■ **WHAT THIS TASK INVOLVES**:
Return each line of the data below verbatim; pictures are to be left out.
== DATA
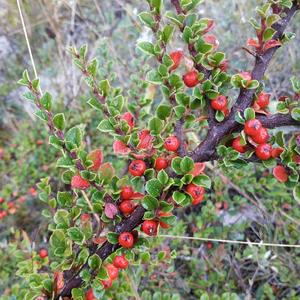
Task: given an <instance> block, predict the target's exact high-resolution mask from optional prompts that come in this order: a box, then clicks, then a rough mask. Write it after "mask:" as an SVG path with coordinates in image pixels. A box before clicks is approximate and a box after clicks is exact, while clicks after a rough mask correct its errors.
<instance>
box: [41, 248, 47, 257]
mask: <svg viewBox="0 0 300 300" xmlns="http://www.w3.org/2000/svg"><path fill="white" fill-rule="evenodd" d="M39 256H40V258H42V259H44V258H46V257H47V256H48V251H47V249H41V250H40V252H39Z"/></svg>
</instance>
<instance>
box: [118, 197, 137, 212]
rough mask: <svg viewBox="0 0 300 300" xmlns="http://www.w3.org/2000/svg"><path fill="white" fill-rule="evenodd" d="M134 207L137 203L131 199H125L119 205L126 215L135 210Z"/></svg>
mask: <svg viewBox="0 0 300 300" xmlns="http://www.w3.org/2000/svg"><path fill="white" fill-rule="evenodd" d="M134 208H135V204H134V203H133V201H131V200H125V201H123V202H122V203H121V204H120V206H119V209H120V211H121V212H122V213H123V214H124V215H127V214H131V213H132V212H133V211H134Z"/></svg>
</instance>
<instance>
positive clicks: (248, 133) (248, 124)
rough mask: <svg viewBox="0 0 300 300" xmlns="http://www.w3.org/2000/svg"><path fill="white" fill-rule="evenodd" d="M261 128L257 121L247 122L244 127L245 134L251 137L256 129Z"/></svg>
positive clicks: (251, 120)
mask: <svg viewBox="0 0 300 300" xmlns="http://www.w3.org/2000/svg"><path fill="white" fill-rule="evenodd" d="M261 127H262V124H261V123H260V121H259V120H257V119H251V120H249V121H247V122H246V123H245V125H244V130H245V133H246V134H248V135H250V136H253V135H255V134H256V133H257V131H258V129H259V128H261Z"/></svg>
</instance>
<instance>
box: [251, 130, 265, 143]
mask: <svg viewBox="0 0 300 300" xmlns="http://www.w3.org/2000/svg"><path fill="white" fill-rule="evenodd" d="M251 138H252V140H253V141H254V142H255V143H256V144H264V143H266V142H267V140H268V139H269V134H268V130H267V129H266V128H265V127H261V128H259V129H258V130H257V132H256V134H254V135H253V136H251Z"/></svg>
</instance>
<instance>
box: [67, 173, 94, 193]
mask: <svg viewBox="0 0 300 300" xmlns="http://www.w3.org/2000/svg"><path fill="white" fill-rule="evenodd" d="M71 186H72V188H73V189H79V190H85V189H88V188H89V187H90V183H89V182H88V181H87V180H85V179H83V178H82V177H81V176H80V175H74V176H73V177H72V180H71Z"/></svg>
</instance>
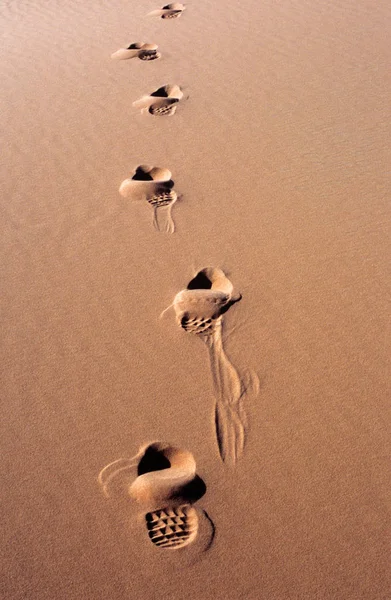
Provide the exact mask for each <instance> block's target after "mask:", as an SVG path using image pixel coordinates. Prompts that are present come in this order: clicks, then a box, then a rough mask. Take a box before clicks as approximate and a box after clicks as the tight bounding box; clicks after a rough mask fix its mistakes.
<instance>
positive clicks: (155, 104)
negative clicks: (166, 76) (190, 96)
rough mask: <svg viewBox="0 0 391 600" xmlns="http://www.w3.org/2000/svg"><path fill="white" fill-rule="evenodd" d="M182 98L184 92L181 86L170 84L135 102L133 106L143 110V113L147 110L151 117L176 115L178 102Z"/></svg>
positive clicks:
====
■ **TASK SOLUTION**:
Task: given an <instance> block, predict the target's exact high-resolution mask from optional prompts that come in this order: a box, then clicks, then a rough mask. Write it after "mask:" as an SVG path with coordinates in image pixels. A box before clicks is approximate and a box after clicks is exact, while clicks after a rough mask correct its errors.
<instance>
box: [41, 248, 47, 257]
mask: <svg viewBox="0 0 300 300" xmlns="http://www.w3.org/2000/svg"><path fill="white" fill-rule="evenodd" d="M39 256H40V258H42V259H44V258H46V257H47V256H48V251H47V249H41V250H40V252H39Z"/></svg>
</instance>
<instance>
box: [118, 197, 137, 212]
rough mask: <svg viewBox="0 0 300 300" xmlns="http://www.w3.org/2000/svg"><path fill="white" fill-rule="evenodd" d="M134 207L137 203L131 199H125L119 205L126 215L135 210Z"/></svg>
mask: <svg viewBox="0 0 300 300" xmlns="http://www.w3.org/2000/svg"><path fill="white" fill-rule="evenodd" d="M134 208H135V204H134V203H133V201H131V200H125V201H123V202H122V203H121V204H120V206H119V209H120V211H121V212H122V213H123V214H124V215H127V214H131V213H132V212H133V211H134Z"/></svg>
</instance>
<instance>
positive clicks: (248, 133) (248, 124)
rough mask: <svg viewBox="0 0 300 300" xmlns="http://www.w3.org/2000/svg"><path fill="white" fill-rule="evenodd" d="M261 128L257 121L247 122L244 127L245 134L251 137L256 129Z"/></svg>
positive clicks: (251, 120)
mask: <svg viewBox="0 0 300 300" xmlns="http://www.w3.org/2000/svg"><path fill="white" fill-rule="evenodd" d="M261 127H262V124H261V123H260V121H259V120H257V119H251V120H249V121H247V122H246V123H245V125H244V130H245V133H246V134H248V135H250V136H253V135H255V134H256V133H257V131H258V129H259V128H261Z"/></svg>
</instance>
<instance>
box: [251, 130, 265, 143]
mask: <svg viewBox="0 0 300 300" xmlns="http://www.w3.org/2000/svg"><path fill="white" fill-rule="evenodd" d="M251 138H252V140H253V141H254V142H255V143H256V144H264V143H266V142H267V140H268V139H269V134H268V130H267V129H266V128H265V127H261V128H259V129H258V130H257V132H256V134H254V135H253V136H251Z"/></svg>
</instance>
<instance>
box: [67, 173, 94, 193]
mask: <svg viewBox="0 0 300 300" xmlns="http://www.w3.org/2000/svg"><path fill="white" fill-rule="evenodd" d="M71 186H72V188H73V189H79V190H85V189H88V188H89V187H90V183H89V182H88V181H87V180H85V179H83V178H82V177H81V176H80V175H74V176H73V177H72V180H71Z"/></svg>
</instance>
Provide the exact mask for each <instance> block's target after "mask:", as an SVG path using image pixel coordinates. Prompts that are present come in this order: clicks, then a box, then a rough mask. Take a box before clicks as approximate and a box after clicks as the tight bounding box; clicks after a rough mask fix its mistakes.
<instance>
positive clicks: (155, 104)
negative clicks: (166, 76) (190, 96)
rough mask: <svg viewBox="0 0 391 600" xmlns="http://www.w3.org/2000/svg"><path fill="white" fill-rule="evenodd" d="M182 98L184 92L181 86L170 84L135 102L133 106L143 110V113L147 110L151 117L176 115L178 102Z"/></svg>
positive clicks:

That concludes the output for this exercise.